(AVAILABLE DATA Opens)
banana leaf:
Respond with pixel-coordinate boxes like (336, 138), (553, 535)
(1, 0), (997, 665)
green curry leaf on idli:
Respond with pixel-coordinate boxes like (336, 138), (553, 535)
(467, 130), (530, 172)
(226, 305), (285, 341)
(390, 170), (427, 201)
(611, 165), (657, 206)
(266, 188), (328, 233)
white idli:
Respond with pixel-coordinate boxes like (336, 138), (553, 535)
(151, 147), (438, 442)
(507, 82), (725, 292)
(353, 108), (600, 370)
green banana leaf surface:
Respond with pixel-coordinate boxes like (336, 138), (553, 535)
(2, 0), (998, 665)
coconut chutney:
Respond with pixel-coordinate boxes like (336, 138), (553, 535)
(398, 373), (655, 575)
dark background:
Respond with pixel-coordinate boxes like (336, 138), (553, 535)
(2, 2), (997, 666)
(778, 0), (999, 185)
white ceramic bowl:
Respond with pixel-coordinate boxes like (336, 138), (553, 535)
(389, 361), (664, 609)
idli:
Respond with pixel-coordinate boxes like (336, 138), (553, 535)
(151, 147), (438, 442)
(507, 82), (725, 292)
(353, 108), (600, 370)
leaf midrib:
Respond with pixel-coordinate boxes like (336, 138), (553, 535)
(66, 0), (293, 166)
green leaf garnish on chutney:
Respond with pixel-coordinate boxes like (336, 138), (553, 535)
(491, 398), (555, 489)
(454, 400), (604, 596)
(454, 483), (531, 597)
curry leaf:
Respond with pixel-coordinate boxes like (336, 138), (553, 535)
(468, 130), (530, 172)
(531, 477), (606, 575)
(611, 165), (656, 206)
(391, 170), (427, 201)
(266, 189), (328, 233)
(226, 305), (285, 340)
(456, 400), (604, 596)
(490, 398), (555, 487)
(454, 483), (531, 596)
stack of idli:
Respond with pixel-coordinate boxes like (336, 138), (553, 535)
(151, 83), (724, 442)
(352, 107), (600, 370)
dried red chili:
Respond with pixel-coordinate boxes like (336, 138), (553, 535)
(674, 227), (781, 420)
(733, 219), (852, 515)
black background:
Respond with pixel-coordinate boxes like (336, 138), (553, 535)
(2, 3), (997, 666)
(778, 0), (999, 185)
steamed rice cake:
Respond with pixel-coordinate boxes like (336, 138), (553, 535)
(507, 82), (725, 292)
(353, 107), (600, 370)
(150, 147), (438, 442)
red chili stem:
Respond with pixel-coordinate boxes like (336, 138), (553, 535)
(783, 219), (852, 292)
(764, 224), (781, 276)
(AVAILABLE DATA Closes)
**THE TASK:** Repeat every record above precisely.

**TASK RESPONSE:**
banana leaf:
Respond with pixel-coordinate boxes like (336, 138), (553, 535)
(1, 0), (997, 665)
green curry leaf on idli:
Respond with pixel-coordinate boxes like (336, 138), (553, 535)
(467, 130), (530, 172)
(226, 305), (285, 341)
(390, 170), (427, 201)
(611, 165), (657, 206)
(266, 188), (328, 233)
white idli:
Respond with pixel-coordinate boxes like (336, 138), (553, 535)
(151, 147), (438, 442)
(507, 82), (725, 292)
(353, 108), (600, 370)
green banana leaf surface:
Respond with pixel-coordinate boxes like (336, 138), (553, 535)
(2, 0), (998, 665)
coconut chutney:
Respond with pixel-coordinate boxes like (336, 138), (553, 535)
(398, 373), (655, 575)
dark background:
Respond with pixel-coordinate boxes like (336, 138), (553, 535)
(2, 2), (997, 666)
(778, 0), (999, 185)
white ceramic bowl:
Respond with pixel-coordinate boxes like (336, 138), (553, 535)
(389, 361), (664, 609)
idli:
Respond with pixel-coordinate boxes like (336, 138), (553, 535)
(151, 147), (438, 442)
(507, 82), (725, 292)
(353, 108), (600, 370)
leaf midrib:
Respond with pixel-coordinate boxes like (336, 138), (553, 535)
(66, 0), (293, 166)
green leaf garnish on chutney:
Respond with pixel-coordinate boxes like (336, 138), (553, 535)
(491, 398), (555, 489)
(454, 400), (604, 596)
(454, 483), (531, 597)
curry leaf:
Respond with pixel-coordinate boxes like (336, 138), (553, 535)
(468, 130), (530, 172)
(531, 477), (606, 575)
(611, 165), (656, 206)
(391, 170), (427, 201)
(266, 189), (328, 233)
(226, 305), (285, 340)
(456, 400), (604, 596)
(490, 398), (555, 487)
(454, 483), (531, 596)
stack of idli:
Respond with pixel-coordinate boxes like (336, 138), (553, 535)
(151, 83), (724, 442)
(352, 107), (600, 370)
dried red chili:
Respond with pixel-coordinate boxes like (336, 138), (553, 535)
(674, 227), (781, 420)
(733, 219), (852, 515)
black background:
Respond with pixel-coordinate boxes like (336, 138), (553, 535)
(2, 3), (997, 666)
(778, 0), (999, 185)
steamed rice cake:
Respond with pixel-coordinate boxes like (336, 138), (553, 535)
(507, 82), (725, 292)
(353, 107), (600, 370)
(150, 147), (438, 442)
red chili stem:
Respond with pixel-coordinate boxes like (336, 138), (553, 535)
(783, 219), (852, 292)
(764, 224), (781, 276)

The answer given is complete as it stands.